### SELECTED TEXT:
##########

The Commission hereby accepts the appeal in accordance with EEOC Order

No. 960, as amended.

ISSUE PRESENTED

The issue on appeal is whether the agency properly determined that

appellant had failed to prove that the agency discriminated against her

based on sex (female) when she was issued a 14-day suspension.

BACKGROUND

Appellant was employed by the agency as an Accounting Technician at the

agency's Alexandria, Virginia office. She filed a formal complaint on

March 29, 1996, alleging discrimination on the basis of sex when she was

issued a Notice of Proposed Suspension for fourteen days on March 8, 1996,

which was subsequently upheld. She was issued the Notice of Proposed

Suspension for "continued unauthorized absences from the worksite."

The agency accepted the complaint for investigation and processing.

At the conclusion of the investigation, the agency issued a copy of its

investigative report and notified appellant of her right to request an

administrative hearing. After appellant requested a final agency decision

without a hearing, the agency issued its FAD on September 25, 1996.

In its FAD, the agency found that the appellant had failed to establish

a prima facie case of sex discrimination because she was unable to

demonstrate that similarly situated employees outside of her protected

group were subjected to different or lesser discipline due to their work

attendance record. The FAD further stated that appellant had failed to

establish that the legitimate, nondiscriminatory reasons articulated

by the agency for its decision to issue the suspension were a pretext

for discrimination. This appeal followed.

##########

### MATERIAL SHOWN:
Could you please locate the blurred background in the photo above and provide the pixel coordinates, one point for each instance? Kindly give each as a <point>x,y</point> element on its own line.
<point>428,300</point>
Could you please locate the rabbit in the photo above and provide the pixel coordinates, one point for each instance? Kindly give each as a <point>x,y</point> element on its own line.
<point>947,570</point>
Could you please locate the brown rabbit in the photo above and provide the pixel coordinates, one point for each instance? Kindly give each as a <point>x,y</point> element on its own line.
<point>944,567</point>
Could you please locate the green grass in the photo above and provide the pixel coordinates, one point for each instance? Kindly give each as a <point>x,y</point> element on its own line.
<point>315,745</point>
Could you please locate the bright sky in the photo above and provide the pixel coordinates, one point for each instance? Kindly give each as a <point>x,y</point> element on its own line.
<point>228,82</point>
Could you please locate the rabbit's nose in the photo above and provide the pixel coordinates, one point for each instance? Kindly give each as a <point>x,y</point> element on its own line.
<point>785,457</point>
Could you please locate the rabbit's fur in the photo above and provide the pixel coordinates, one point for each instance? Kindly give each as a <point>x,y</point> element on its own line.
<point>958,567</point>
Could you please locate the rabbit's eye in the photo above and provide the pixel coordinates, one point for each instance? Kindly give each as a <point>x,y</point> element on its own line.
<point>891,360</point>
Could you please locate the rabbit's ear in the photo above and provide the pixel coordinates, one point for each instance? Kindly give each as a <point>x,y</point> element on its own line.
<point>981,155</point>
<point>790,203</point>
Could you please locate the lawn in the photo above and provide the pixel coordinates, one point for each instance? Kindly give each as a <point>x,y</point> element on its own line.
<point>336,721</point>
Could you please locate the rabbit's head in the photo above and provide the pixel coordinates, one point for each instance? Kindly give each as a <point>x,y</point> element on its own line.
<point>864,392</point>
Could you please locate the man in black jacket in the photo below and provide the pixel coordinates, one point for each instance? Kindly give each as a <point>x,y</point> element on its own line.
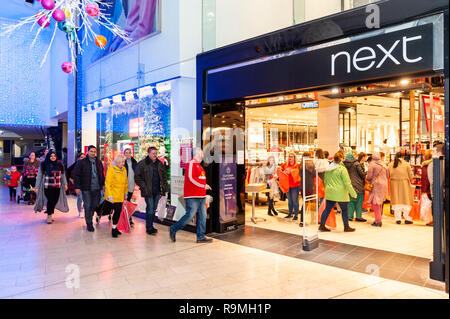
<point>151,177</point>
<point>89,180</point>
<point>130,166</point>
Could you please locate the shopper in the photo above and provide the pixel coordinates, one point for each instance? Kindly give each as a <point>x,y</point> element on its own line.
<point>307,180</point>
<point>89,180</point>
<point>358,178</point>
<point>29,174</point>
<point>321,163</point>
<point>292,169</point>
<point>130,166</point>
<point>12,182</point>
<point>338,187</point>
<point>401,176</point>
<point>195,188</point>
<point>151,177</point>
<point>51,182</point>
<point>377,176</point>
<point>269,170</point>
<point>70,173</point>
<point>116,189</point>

##########

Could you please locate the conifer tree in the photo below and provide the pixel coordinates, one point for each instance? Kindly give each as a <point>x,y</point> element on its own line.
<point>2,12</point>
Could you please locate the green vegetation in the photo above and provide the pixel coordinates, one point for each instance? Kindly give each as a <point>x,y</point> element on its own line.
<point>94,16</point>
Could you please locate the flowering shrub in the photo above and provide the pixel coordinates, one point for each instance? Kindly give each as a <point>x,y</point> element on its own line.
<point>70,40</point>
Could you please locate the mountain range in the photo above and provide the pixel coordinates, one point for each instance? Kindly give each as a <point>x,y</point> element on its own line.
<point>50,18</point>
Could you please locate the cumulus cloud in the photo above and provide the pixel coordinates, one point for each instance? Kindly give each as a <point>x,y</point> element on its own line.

##########

### THE EXERCISE:
Rewrite the appeal decision from the words "March 29, 1996, alleging" through "investigation and processing.", putting "two weeks" in place of "fourteen days". The material can be left aside.

### EXERCISE OUTPUT:
March 29, 1996, alleging discrimination on the basis of sex when she was

issued a Notice of Proposed Suspension for two weeks on March 8, 1996,

which was subsequently upheld. She was issued the Notice of Proposed

Suspension for "continued unauthorized absences from the worksite."

The agency accepted the complaint for investigation and processing.